* **TASK DIRECTIONS**
The output is to match the entries below character for character.

[Dataset items]
== Segment start ==

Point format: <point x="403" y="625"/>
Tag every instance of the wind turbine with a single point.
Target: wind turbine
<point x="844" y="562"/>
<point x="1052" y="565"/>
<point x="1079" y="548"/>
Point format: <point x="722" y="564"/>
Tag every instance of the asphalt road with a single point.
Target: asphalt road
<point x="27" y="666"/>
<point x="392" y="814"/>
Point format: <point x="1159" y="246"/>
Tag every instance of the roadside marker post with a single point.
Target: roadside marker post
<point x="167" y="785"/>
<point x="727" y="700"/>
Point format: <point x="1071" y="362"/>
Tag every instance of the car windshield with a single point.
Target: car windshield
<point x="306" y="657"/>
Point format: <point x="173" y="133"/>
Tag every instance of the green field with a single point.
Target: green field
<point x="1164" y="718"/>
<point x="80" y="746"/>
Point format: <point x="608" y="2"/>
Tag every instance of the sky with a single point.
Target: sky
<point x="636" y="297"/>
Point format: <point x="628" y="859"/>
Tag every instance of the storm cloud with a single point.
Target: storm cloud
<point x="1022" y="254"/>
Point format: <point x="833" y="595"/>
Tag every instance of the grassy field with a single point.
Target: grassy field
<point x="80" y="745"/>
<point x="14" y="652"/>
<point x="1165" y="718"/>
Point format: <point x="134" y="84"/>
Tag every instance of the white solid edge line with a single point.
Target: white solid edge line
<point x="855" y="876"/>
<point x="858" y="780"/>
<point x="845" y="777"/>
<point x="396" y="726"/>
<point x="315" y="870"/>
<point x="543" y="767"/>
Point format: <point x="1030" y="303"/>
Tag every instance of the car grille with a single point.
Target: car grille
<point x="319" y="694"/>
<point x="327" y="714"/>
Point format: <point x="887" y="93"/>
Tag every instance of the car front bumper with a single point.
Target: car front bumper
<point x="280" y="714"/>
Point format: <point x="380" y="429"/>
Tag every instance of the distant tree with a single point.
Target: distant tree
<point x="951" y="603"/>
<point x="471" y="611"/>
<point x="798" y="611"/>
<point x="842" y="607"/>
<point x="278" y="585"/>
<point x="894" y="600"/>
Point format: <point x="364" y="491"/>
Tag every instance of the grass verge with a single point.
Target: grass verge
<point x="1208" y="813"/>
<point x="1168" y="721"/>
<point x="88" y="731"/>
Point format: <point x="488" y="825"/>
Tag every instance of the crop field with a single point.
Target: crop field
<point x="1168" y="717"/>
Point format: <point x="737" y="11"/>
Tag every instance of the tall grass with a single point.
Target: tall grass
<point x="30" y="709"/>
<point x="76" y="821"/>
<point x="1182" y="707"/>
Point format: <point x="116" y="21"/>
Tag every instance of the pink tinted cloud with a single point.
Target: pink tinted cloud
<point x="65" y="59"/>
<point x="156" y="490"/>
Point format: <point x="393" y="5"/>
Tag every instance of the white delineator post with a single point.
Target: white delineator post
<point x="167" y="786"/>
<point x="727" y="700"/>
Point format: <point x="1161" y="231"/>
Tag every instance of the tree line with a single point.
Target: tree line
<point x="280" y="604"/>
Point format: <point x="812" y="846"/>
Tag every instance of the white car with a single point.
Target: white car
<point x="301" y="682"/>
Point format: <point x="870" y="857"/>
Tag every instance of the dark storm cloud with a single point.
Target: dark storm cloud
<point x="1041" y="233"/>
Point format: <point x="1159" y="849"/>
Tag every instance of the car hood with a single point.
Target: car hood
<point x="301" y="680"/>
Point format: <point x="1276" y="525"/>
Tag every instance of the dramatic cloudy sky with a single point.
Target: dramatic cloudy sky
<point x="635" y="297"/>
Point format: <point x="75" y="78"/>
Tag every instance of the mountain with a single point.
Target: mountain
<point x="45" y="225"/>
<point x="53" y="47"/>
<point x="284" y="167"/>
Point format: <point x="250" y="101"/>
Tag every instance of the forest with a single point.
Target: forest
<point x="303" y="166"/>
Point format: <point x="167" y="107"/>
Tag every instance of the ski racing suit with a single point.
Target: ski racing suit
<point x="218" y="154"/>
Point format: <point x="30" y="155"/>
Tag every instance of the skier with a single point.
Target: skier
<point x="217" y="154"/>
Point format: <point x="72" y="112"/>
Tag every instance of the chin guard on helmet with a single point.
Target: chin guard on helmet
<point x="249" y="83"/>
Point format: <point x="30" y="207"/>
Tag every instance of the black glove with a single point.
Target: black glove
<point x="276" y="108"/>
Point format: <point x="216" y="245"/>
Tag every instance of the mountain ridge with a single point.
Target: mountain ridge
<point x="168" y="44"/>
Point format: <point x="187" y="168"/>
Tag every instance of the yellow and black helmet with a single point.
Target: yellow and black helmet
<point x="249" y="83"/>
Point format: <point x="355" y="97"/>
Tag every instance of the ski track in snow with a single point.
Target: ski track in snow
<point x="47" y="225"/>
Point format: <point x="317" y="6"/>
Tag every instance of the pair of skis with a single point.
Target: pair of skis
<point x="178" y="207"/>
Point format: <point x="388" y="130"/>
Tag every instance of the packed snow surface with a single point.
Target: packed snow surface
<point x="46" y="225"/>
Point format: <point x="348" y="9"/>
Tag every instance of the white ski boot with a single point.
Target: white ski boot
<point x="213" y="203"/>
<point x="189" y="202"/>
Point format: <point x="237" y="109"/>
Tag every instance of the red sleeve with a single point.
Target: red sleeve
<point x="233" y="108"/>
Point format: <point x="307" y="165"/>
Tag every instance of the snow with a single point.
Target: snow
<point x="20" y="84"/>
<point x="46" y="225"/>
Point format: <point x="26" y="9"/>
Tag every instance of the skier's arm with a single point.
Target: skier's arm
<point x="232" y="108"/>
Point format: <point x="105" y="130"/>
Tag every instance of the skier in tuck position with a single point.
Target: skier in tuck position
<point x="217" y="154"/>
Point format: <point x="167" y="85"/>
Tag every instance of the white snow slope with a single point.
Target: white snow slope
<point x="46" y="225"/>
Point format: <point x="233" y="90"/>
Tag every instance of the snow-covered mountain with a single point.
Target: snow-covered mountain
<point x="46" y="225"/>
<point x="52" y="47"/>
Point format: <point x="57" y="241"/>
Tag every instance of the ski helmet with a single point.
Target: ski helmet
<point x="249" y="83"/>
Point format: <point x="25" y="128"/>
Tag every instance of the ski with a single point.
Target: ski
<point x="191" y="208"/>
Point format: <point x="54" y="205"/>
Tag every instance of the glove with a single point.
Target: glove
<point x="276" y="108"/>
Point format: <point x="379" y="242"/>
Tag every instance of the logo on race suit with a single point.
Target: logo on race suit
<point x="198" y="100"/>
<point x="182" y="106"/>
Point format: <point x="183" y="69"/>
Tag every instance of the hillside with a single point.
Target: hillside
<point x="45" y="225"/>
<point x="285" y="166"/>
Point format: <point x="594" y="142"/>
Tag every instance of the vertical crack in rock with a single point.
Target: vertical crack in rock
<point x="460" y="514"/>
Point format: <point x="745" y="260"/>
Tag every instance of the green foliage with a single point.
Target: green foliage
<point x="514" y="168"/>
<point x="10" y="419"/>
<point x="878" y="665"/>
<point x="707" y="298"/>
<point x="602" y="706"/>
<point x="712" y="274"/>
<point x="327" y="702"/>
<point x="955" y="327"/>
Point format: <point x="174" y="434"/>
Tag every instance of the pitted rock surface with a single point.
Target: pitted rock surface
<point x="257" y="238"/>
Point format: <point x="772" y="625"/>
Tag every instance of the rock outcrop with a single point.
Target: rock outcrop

== Segment end ==

* **YOUR RESPONSE**
Point format: <point x="403" y="625"/>
Tag every instance of the wind turbine with a single point.
Target: wind turbine
<point x="844" y="562"/>
<point x="1052" y="565"/>
<point x="1079" y="548"/>
Point format: <point x="722" y="564"/>
Tag every instance of the asphalt road with a single point.
Target: asphalt road
<point x="27" y="666"/>
<point x="392" y="814"/>
Point format: <point x="1159" y="246"/>
Tag every instance of the roadside marker post with a single point.
Target: roadside marker post
<point x="167" y="785"/>
<point x="727" y="700"/>
Point format: <point x="1071" y="362"/>
Tag every instance of the car windshield with a single point.
Target: car windshield
<point x="306" y="657"/>
Point format: <point x="173" y="133"/>
Tag every instance of the green field with a single point.
Target: green field
<point x="1164" y="718"/>
<point x="80" y="746"/>
Point format: <point x="608" y="2"/>
Tag every instance of the sky with a single point.
Target: sky
<point x="636" y="297"/>
Point format: <point x="628" y="859"/>
Tag every instance of the storm cloud with a single point.
Target: storm cloud
<point x="1022" y="254"/>
Point format: <point x="833" y="595"/>
Tag every instance of the grassy field with a single point.
Target: grassy field
<point x="80" y="745"/>
<point x="14" y="652"/>
<point x="1165" y="718"/>
Point format: <point x="134" y="84"/>
Tag every instance of the white solid edge line with a single point.
Target: white solid edge line
<point x="855" y="876"/>
<point x="858" y="780"/>
<point x="845" y="777"/>
<point x="396" y="726"/>
<point x="315" y="870"/>
<point x="543" y="767"/>
Point format: <point x="1030" y="303"/>
Tag every instance of the car grille with a single point.
Target: car grille
<point x="319" y="694"/>
<point x="327" y="714"/>
Point format: <point x="887" y="93"/>
Tag every instance of the car front bumper with a single point.
Target: car front bumper
<point x="280" y="714"/>
Point format: <point x="380" y="429"/>
Tag every instance of the distant tree with a single point.
Target: distant tree
<point x="951" y="603"/>
<point x="471" y="611"/>
<point x="798" y="611"/>
<point x="842" y="607"/>
<point x="278" y="585"/>
<point x="894" y="600"/>
Point format: <point x="364" y="491"/>
Tag every instance of the grass verge with a single point.
Target: grass verge
<point x="1208" y="813"/>
<point x="1168" y="721"/>
<point x="88" y="731"/>
Point format: <point x="488" y="825"/>
Tag every instance of the crop field with a single point.
Target: crop field
<point x="1168" y="717"/>
Point format: <point x="737" y="11"/>
Tag every instance of the tall grass with a single point.
Target: tall grass
<point x="30" y="709"/>
<point x="76" y="821"/>
<point x="1182" y="707"/>
Point format: <point x="116" y="21"/>
Tag every instance of the pink tinted cloud with a single point.
Target: pink tinted cloud
<point x="65" y="59"/>
<point x="156" y="490"/>
Point format: <point x="393" y="5"/>
Tag every instance of the white delineator post with a single point.
Target: white delineator post
<point x="167" y="786"/>
<point x="727" y="700"/>
Point format: <point x="1161" y="231"/>
Tag every instance of the tree line with a single point.
Target: tree line
<point x="280" y="604"/>
Point format: <point x="812" y="846"/>
Tag every instance of the white car with a single point.
Target: white car
<point x="301" y="682"/>
Point format: <point x="870" y="857"/>
Tag every instance of the dark storm cloud with a single point.
Target: dark storm cloud
<point x="1041" y="233"/>
Point format: <point x="1159" y="849"/>
Tag every instance of the car hood with a single point.
Target: car hood
<point x="301" y="680"/>
Point format: <point x="1276" y="525"/>
Tag every instance of the dramatic cloudy sky with a single point.
Target: dramatic cloudy sky
<point x="635" y="297"/>
Point format: <point x="75" y="78"/>
Tag every instance of the mountain with a single point.
Target: mountain
<point x="45" y="225"/>
<point x="53" y="47"/>
<point x="284" y="167"/>
Point format: <point x="250" y="101"/>
Tag every instance of the forest with a single point.
Target: forest
<point x="303" y="166"/>
Point format: <point x="167" y="107"/>
Tag every instance of the ski racing suit with a single point.
Target: ski racing suit
<point x="218" y="154"/>
Point format: <point x="30" y="155"/>
Tag every instance of the skier with a single point.
Target: skier
<point x="217" y="154"/>
Point format: <point x="72" y="112"/>
Tag every instance of the chin guard on helmet with a single point.
Target: chin guard on helmet
<point x="249" y="83"/>
Point format: <point x="30" y="207"/>
Tag every instance of the black glove with a single point.
Target: black glove
<point x="276" y="108"/>
Point format: <point x="216" y="245"/>
Tag every instance of the mountain ridge with a single point.
Target: mountain ridge
<point x="168" y="44"/>
Point format: <point x="187" y="168"/>
Tag every instance of the yellow and black helmet with a single point.
Target: yellow and black helmet
<point x="249" y="83"/>
Point format: <point x="355" y="97"/>
Tag every instance of the ski track in snow with a single point.
Target: ski track in snow
<point x="47" y="225"/>
Point format: <point x="317" y="6"/>
Tag every instance of the pair of skis with a single point.
Target: pair of skis
<point x="178" y="207"/>
Point format: <point x="388" y="130"/>
Tag every instance of the packed snow surface with a single point.
Target: packed snow surface
<point x="46" y="225"/>
Point format: <point x="348" y="9"/>
Tag every instance of the white ski boot with a single point.
Target: white ski boot
<point x="213" y="203"/>
<point x="189" y="202"/>
Point format: <point x="237" y="109"/>
Tag every instance of the red sleeve with a single point.
Target: red sleeve
<point x="233" y="108"/>
Point format: <point x="307" y="165"/>
Tag every instance of the snow with a single point.
Target: snow
<point x="20" y="84"/>
<point x="46" y="225"/>
Point format: <point x="26" y="9"/>
Tag every instance of the skier's arm with a single point.
Target: skier's arm
<point x="232" y="108"/>
Point format: <point x="105" y="130"/>
Tag every instance of the skier in tuck position with a single point.
Target: skier in tuck position
<point x="217" y="154"/>
Point format: <point x="167" y="85"/>
Tag every instance of the white snow slope with a single point.
Target: white snow slope
<point x="46" y="225"/>
Point format: <point x="233" y="90"/>
Tag every instance of the snow-covered mountain with a single point.
Target: snow-covered mountain
<point x="46" y="225"/>
<point x="52" y="47"/>
Point format: <point x="57" y="241"/>
Tag every instance of the ski helmet with a single point.
Target: ski helmet
<point x="249" y="83"/>
Point format: <point x="25" y="128"/>
Tag every instance of the ski with a single point.
Target: ski
<point x="191" y="208"/>
Point format: <point x="54" y="205"/>
Tag every instance of the glove with a single point.
Target: glove
<point x="276" y="108"/>
Point format: <point x="379" y="242"/>
Tag every instance of the logo on race suit with a single point.
Target: logo on race suit
<point x="198" y="100"/>
<point x="182" y="106"/>
Point format: <point x="183" y="69"/>
Tag every instance of the hillside with a single point.
Target: hillside
<point x="45" y="225"/>
<point x="285" y="166"/>
Point format: <point x="594" y="142"/>
Tag every instance of the vertical crack in rock with a single point.
Target: vertical crack in rock
<point x="460" y="514"/>
Point format: <point x="745" y="260"/>
Tag every instance of the green foliage with a single point.
Target: green foliage
<point x="514" y="168"/>
<point x="10" y="419"/>
<point x="878" y="665"/>
<point x="707" y="298"/>
<point x="602" y="706"/>
<point x="712" y="274"/>
<point x="327" y="702"/>
<point x="955" y="327"/>
Point format: <point x="174" y="434"/>
Tag every instance of the pitted rock surface with a single point.
Target: pitted rock surface
<point x="257" y="238"/>
Point format: <point x="772" y="625"/>
Tag every instance of the rock outcrop with a single point.
Target: rock outcrop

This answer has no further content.